Below are records; extract exactly the lines from the one with "Place one point on every instance of the man's white" through the final line, including both, but drop the pictures.

══ Provided data

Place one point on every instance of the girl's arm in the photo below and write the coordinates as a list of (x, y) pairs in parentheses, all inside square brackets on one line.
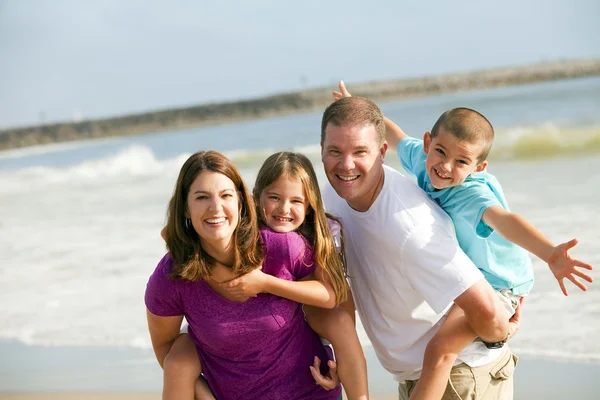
[(521, 232), (310, 290), (163, 332)]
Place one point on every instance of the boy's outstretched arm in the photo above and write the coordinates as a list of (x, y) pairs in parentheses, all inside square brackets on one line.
[(393, 133), (521, 232)]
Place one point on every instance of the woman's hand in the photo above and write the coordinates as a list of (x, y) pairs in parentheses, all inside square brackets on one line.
[(249, 285)]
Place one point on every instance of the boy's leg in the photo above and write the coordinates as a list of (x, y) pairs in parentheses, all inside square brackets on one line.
[(337, 326), (441, 353), (182, 371)]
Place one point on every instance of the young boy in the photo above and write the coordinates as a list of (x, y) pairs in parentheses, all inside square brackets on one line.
[(449, 165)]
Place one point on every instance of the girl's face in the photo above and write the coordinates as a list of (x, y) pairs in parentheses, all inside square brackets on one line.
[(284, 205), (213, 207)]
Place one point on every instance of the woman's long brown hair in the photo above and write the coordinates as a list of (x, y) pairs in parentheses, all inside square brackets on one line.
[(183, 242)]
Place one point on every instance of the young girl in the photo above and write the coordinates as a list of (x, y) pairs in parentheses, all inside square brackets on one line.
[(289, 202)]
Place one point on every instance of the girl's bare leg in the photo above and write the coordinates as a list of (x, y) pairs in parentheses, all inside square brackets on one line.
[(182, 371), (337, 326)]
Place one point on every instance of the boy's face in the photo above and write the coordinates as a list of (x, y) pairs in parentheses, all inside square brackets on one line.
[(450, 161)]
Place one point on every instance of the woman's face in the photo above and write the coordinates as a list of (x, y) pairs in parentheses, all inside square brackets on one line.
[(213, 207)]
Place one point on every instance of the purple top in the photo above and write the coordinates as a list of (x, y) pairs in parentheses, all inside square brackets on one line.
[(260, 349)]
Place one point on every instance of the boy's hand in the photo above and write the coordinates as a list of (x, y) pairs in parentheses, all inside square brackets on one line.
[(563, 266), (249, 285), (342, 93), (326, 382)]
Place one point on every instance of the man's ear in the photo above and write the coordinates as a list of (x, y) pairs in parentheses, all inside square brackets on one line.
[(383, 150), (426, 142), (481, 166)]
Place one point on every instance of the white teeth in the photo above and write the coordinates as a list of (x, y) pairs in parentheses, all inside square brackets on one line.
[(348, 178), (441, 175)]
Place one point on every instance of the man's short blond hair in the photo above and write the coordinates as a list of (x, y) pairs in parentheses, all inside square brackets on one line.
[(355, 111)]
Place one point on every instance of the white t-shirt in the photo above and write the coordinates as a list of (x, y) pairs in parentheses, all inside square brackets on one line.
[(405, 270)]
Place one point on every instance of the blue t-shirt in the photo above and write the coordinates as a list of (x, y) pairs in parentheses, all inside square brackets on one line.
[(504, 264)]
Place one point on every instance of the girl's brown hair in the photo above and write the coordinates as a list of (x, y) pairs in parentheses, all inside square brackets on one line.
[(315, 227), (183, 242)]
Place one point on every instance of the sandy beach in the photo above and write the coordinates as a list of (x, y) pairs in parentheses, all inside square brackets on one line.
[(65, 373)]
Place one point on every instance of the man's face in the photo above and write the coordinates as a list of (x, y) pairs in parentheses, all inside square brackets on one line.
[(353, 162)]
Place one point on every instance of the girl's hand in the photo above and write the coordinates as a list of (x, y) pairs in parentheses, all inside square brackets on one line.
[(249, 285), (342, 93), (326, 382), (563, 266)]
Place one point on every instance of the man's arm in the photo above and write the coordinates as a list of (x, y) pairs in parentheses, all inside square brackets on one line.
[(521, 232), (163, 332), (484, 312), (393, 133)]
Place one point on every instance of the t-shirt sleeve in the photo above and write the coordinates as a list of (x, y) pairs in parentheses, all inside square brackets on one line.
[(411, 154), (336, 234), (436, 267), (288, 250), (469, 203), (162, 297)]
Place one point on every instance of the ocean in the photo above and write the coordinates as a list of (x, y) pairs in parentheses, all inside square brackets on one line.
[(80, 222)]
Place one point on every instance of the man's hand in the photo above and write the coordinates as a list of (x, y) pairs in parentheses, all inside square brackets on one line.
[(326, 382), (249, 285), (563, 266), (342, 93), (515, 320)]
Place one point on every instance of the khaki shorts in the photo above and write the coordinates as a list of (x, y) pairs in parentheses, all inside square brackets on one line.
[(509, 300), (493, 381)]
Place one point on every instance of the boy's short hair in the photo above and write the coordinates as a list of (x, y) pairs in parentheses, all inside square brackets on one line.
[(357, 111), (467, 125)]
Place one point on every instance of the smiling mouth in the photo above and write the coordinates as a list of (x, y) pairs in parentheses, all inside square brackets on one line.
[(348, 178), (441, 176), (215, 221), (283, 219)]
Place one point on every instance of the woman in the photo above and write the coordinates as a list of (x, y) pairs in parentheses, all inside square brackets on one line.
[(259, 348)]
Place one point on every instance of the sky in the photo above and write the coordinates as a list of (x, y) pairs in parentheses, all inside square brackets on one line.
[(69, 59)]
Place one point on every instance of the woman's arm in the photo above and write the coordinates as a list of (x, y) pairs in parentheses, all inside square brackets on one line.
[(310, 290), (163, 332)]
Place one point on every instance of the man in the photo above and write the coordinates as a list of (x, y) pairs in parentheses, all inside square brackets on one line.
[(405, 267)]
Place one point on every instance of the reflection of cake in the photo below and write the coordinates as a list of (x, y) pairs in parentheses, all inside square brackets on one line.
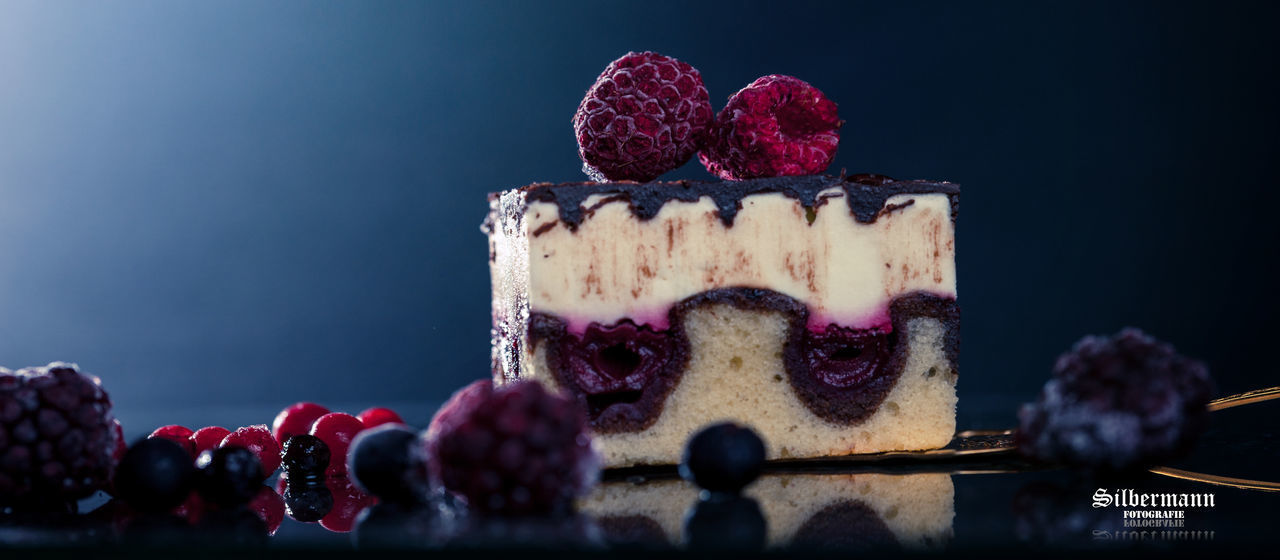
[(827, 510), (821, 311)]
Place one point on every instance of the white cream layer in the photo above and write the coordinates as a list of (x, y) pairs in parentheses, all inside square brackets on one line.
[(616, 266)]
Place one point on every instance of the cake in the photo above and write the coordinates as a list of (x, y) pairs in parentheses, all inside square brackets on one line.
[(821, 311), (910, 512)]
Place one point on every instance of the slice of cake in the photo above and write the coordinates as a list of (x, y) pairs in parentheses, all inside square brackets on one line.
[(819, 311), (912, 512)]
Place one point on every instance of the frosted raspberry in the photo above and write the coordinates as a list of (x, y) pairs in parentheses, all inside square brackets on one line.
[(777, 125), (510, 450), (645, 115), (337, 430), (378, 416), (259, 440), (179, 435), (208, 437)]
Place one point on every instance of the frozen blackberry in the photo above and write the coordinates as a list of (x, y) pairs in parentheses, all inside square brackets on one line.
[(379, 462), (305, 455), (723, 458), (1118, 404), (56, 434), (511, 450), (155, 474), (228, 476)]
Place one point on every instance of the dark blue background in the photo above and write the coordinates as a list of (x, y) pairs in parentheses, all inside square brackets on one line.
[(228, 203)]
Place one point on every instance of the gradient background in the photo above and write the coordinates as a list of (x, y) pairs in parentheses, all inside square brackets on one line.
[(225, 207)]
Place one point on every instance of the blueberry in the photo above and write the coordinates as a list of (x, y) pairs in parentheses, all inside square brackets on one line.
[(307, 501), (229, 476), (379, 462), (155, 474), (723, 458), (305, 455)]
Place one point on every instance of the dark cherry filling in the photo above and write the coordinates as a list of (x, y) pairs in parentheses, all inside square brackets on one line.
[(613, 365), (844, 357)]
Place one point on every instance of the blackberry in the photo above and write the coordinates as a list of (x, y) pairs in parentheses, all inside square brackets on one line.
[(723, 458), (155, 474), (1118, 404), (512, 450), (379, 462), (56, 435), (304, 457), (228, 476)]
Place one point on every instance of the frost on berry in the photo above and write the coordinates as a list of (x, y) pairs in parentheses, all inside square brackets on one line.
[(1116, 404), (516, 449), (777, 125), (645, 115)]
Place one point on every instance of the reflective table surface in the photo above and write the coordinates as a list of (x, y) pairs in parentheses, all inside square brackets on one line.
[(978, 494)]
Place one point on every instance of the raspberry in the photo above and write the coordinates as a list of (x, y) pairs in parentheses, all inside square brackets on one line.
[(337, 430), (510, 450), (1118, 404), (296, 421), (269, 506), (259, 440), (645, 115), (179, 435), (378, 416), (307, 501), (777, 125), (209, 437), (56, 435)]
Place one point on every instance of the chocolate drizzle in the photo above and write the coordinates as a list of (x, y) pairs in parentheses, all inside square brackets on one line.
[(864, 193), (844, 405)]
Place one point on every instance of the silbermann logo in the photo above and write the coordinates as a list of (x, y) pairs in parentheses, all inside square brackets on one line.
[(1152, 510)]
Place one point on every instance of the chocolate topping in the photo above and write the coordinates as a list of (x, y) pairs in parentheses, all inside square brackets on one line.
[(845, 393), (864, 193)]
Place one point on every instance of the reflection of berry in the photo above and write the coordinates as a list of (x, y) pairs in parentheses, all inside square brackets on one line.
[(179, 435), (259, 440), (777, 125), (379, 462), (511, 450), (305, 457), (378, 416), (296, 420), (228, 476), (723, 458), (209, 437), (56, 434), (644, 116), (337, 430), (155, 474), (1116, 403)]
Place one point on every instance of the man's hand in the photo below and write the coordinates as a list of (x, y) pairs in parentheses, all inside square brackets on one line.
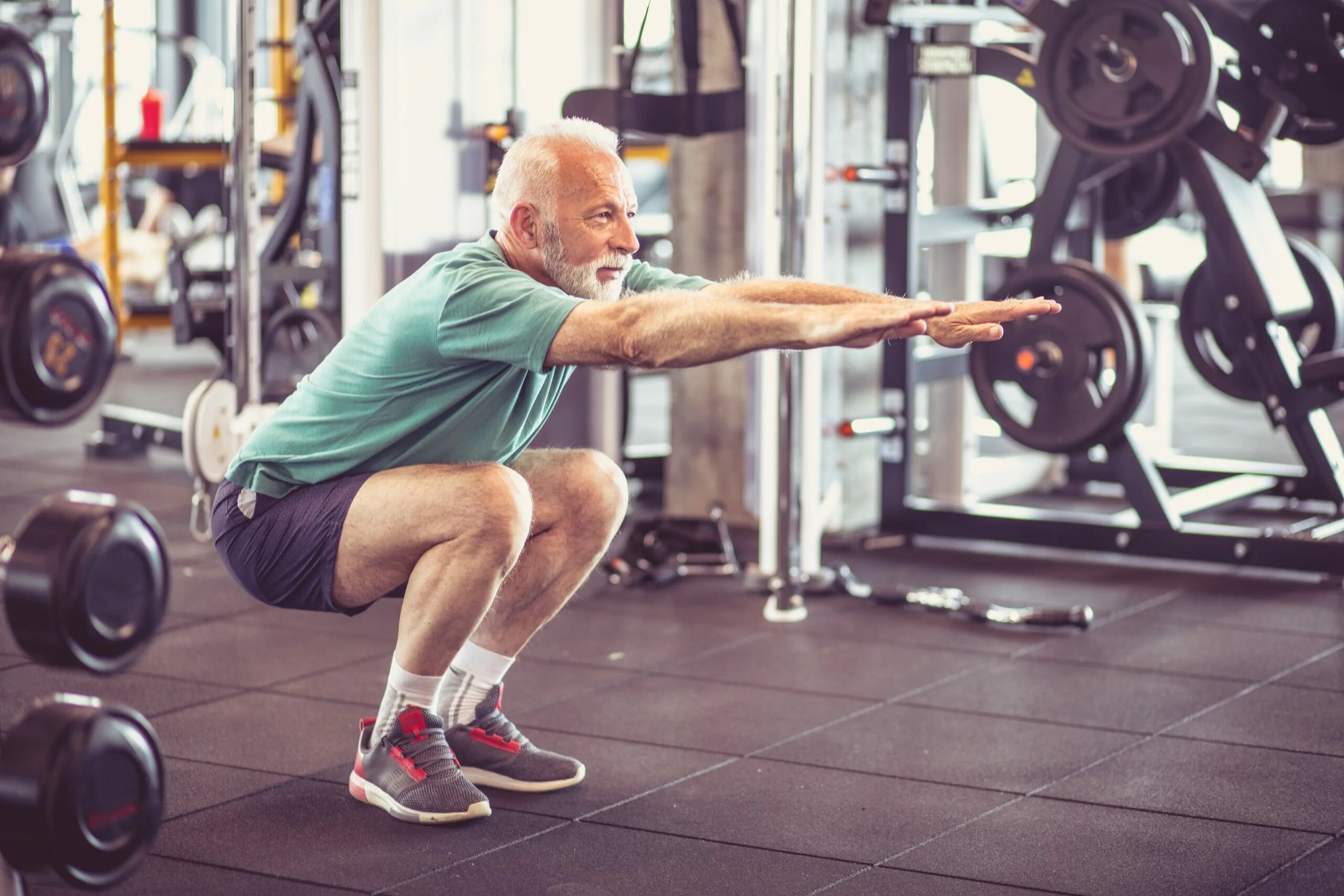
[(867, 324), (980, 321)]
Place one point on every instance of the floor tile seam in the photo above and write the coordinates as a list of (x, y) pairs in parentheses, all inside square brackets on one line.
[(1116, 667), (930, 873), (704, 839), (1290, 863), (1107, 758), (1034, 721), (1183, 815), (1249, 746), (474, 858), (257, 873)]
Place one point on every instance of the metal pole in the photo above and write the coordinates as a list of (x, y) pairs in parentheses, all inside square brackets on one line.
[(111, 159), (246, 160), (785, 604)]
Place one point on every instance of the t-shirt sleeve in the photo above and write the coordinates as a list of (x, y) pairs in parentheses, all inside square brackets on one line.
[(647, 279), (502, 316)]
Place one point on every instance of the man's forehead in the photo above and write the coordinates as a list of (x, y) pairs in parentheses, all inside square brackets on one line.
[(588, 178)]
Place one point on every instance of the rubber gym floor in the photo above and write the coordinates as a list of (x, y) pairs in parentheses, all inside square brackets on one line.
[(1191, 742)]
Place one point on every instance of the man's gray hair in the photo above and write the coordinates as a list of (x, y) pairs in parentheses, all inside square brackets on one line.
[(527, 174)]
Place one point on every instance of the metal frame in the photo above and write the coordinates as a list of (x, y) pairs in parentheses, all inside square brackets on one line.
[(1156, 523)]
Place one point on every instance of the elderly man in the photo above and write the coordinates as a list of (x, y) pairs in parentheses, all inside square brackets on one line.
[(400, 465)]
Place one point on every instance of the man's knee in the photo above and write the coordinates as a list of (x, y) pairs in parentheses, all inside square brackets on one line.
[(605, 492), (505, 512)]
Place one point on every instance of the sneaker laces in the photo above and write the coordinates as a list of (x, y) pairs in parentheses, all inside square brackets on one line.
[(429, 753), (495, 723)]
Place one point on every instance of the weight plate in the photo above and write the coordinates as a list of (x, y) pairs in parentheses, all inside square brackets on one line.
[(1140, 196), (88, 582), (58, 336), (92, 793), (1214, 350), (1124, 78), (1065, 382), (295, 343), (207, 434), (23, 97), (1308, 39)]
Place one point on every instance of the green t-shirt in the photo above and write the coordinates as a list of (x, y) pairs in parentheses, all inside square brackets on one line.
[(448, 367)]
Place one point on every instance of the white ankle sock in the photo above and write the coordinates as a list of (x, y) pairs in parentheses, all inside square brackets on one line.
[(468, 681), (404, 690)]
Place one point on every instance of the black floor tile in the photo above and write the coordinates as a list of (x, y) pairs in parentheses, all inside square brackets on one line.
[(151, 695), (316, 832), (800, 809), (530, 683), (1102, 851), (197, 785), (1166, 644), (1316, 875), (830, 666), (616, 770), (891, 882), (591, 860), (227, 653), (915, 626), (1278, 718), (1143, 702), (953, 747), (1264, 605), (697, 602), (701, 715), (264, 731), (209, 592), (159, 876), (1304, 792), (624, 641), (1327, 672)]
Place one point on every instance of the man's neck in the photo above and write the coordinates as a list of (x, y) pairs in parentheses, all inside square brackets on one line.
[(521, 260)]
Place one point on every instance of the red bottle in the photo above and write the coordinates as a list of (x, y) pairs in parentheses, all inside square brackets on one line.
[(151, 114)]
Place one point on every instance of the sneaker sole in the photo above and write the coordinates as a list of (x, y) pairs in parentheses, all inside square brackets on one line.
[(483, 778), (371, 794)]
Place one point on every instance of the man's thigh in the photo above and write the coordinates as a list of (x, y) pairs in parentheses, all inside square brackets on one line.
[(568, 483), (401, 513)]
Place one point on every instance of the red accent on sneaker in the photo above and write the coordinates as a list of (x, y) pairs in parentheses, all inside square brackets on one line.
[(495, 741), (413, 721), (407, 763)]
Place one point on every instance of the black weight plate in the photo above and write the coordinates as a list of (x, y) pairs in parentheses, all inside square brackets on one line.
[(59, 338), (1215, 354), (1084, 370), (1162, 87), (23, 97), (1140, 196), (93, 793), (1309, 65), (88, 582), (295, 343)]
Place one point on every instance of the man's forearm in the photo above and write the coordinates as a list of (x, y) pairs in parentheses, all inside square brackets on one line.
[(679, 330), (792, 292)]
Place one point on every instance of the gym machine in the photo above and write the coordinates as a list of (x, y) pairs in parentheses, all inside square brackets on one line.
[(84, 581), (1122, 80), (300, 301)]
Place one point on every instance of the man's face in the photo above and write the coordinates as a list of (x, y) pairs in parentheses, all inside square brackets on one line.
[(588, 244)]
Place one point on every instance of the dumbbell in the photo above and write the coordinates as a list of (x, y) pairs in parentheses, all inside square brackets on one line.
[(81, 792), (85, 581), (58, 333)]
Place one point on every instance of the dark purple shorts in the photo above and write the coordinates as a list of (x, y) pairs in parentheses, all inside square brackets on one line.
[(282, 551)]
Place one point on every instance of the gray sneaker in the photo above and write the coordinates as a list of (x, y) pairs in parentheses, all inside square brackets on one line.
[(495, 754), (412, 774)]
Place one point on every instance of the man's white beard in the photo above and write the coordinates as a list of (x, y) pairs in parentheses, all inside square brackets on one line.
[(581, 280)]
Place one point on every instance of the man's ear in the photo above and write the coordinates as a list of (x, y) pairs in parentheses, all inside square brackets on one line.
[(526, 225)]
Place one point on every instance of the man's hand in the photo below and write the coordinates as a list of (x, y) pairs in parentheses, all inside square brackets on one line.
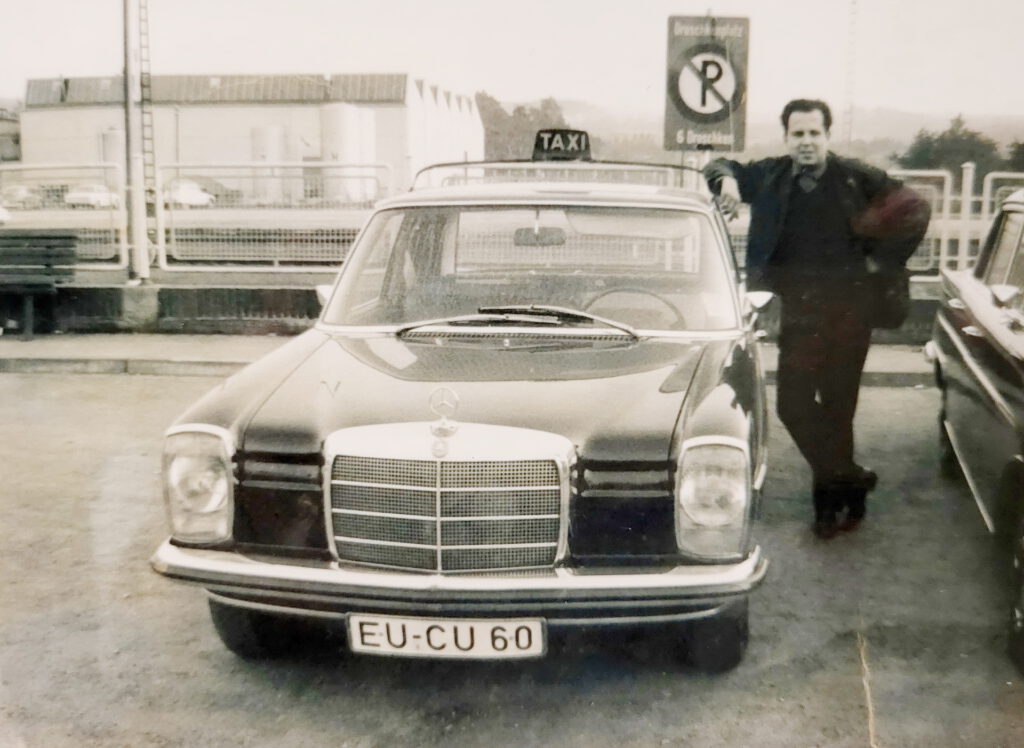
[(728, 198)]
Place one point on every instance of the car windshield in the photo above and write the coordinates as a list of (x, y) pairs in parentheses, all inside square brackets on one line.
[(645, 268)]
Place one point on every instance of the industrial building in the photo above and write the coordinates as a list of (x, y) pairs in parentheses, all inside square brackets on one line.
[(392, 120)]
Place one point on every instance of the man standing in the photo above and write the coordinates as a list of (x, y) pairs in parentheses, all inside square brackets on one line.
[(802, 246)]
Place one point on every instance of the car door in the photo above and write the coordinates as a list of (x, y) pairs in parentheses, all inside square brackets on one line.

════

Response area —
Place one point on every instance of the man's white beard in the photo above and write the coordinates as a list of (x, y) pairs in parentheses, all inside square brackets on one line.
[(581, 280)]
Place one point on every instance of the man's ear in the photo above and write the coordinates as a list of (x, y) pairs in parentheses, all inside square brackets on one line.
[(526, 225)]
Place one point on every instance of the man's hand in the photo below and write the coordinates as a list of (x, y) pairs in parentheses, all inside square brackets on one line.
[(728, 198)]
Place one point on every instance of the car windshield in the photo above and write the coordinates as a list of (x, y) pairs in parentheses, all inside square brackets on one line.
[(645, 268)]
Place one point on every instance of the industrial building in the photo above and write the coordinates as a list of (x, y) pairs in parentheses, all inside square brackets on one line.
[(392, 120)]
Place one point on every instance of the man standing in the photo above and write the coordinates as a list of (x, y) pairs in parentheses, all inside square brackets on one line.
[(802, 246)]
Place one point on every instance of the car door in the photo above and write the coordinates as a list of (x, y) pairs in parentheses, all inside square brackets on one line.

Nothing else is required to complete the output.